-------- Provided entries --------

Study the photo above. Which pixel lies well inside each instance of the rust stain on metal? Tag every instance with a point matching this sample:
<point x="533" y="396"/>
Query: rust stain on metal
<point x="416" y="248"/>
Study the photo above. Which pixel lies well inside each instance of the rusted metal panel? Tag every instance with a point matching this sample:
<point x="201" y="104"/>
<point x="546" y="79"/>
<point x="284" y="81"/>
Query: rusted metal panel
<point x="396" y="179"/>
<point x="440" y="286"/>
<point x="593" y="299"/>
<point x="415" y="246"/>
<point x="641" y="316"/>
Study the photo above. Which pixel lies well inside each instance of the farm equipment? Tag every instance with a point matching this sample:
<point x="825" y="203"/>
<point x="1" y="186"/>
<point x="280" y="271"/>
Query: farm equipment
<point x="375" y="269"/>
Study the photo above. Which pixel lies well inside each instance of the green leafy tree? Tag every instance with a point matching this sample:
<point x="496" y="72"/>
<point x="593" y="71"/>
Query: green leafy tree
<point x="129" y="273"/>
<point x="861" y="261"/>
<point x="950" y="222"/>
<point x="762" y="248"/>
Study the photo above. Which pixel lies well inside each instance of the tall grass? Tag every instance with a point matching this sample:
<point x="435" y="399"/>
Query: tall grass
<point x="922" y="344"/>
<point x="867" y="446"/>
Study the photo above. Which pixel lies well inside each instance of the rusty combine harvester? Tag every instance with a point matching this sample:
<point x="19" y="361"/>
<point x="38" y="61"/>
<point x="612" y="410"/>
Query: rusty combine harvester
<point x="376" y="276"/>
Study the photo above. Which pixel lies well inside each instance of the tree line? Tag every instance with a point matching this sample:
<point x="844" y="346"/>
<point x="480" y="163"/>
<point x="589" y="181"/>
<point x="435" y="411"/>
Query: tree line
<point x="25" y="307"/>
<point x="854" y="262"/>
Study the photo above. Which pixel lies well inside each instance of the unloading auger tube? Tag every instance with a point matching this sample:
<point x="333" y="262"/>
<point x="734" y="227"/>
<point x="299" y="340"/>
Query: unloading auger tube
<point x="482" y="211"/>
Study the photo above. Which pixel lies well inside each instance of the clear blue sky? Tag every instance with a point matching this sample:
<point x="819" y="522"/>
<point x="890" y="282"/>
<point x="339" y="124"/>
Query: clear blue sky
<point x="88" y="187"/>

--------

● **Given problem**:
Quote every record above exactly.

● **Result**:
Study the photo above. Which pixel lies well inside each instance of the rust stain on metal? Tag every instance with a point matching this sample:
<point x="533" y="396"/>
Query: rust stain on metal
<point x="416" y="248"/>
Study the photo above. Which pixel lies well inside each instance of the rusted metal panel? Tag every instance with a point matching this sample:
<point x="201" y="104"/>
<point x="546" y="79"/>
<point x="284" y="81"/>
Query: rusted metal panel
<point x="396" y="179"/>
<point x="440" y="286"/>
<point x="593" y="299"/>
<point x="415" y="246"/>
<point x="641" y="316"/>
Study the photo above. Which pixel lies well inside each instance of the farm equipment? Tag every instance with a point matching this sample:
<point x="825" y="203"/>
<point x="1" y="186"/>
<point x="280" y="271"/>
Query: farm equipment
<point x="375" y="269"/>
Study the photo above. Which pixel lies well inside each instance of the green leafy tree? Tag every instance with a point matching this sample:
<point x="496" y="72"/>
<point x="593" y="71"/>
Query: green leafy tree
<point x="129" y="273"/>
<point x="861" y="261"/>
<point x="950" y="222"/>
<point x="762" y="248"/>
Study the photo above. Which pixel lies well inside each instance of the tall grass? Tag every instance with a point matching this sample:
<point x="435" y="399"/>
Query: tall grass
<point x="922" y="344"/>
<point x="867" y="446"/>
Study the photo above. Which pixel lies well inside each instance of the rusty combine harvester? Tag every instance with a point matching this sample:
<point x="19" y="361"/>
<point x="38" y="61"/>
<point x="612" y="410"/>
Query: rusty combine harvester
<point x="376" y="276"/>
Study the photo above. Which pixel lies well inside each instance of the tree line? Tag every instance with a point matching this sample:
<point x="844" y="346"/>
<point x="480" y="163"/>
<point x="589" y="181"/>
<point x="435" y="411"/>
Query: tree line
<point x="25" y="307"/>
<point x="854" y="262"/>
Study the photo above. Which pixel lies well inside each instance of the unloading auger tube? Tag every instance with a point matching this sample:
<point x="333" y="262"/>
<point x="734" y="227"/>
<point x="299" y="340"/>
Query: unloading auger tube
<point x="482" y="211"/>
Study the photo above. Which pixel lies well inside each instance of the clear blue sky? Tag every instance with a point matching this sample:
<point x="819" y="522"/>
<point x="890" y="282"/>
<point x="339" y="124"/>
Query: clear blue sky
<point x="88" y="187"/>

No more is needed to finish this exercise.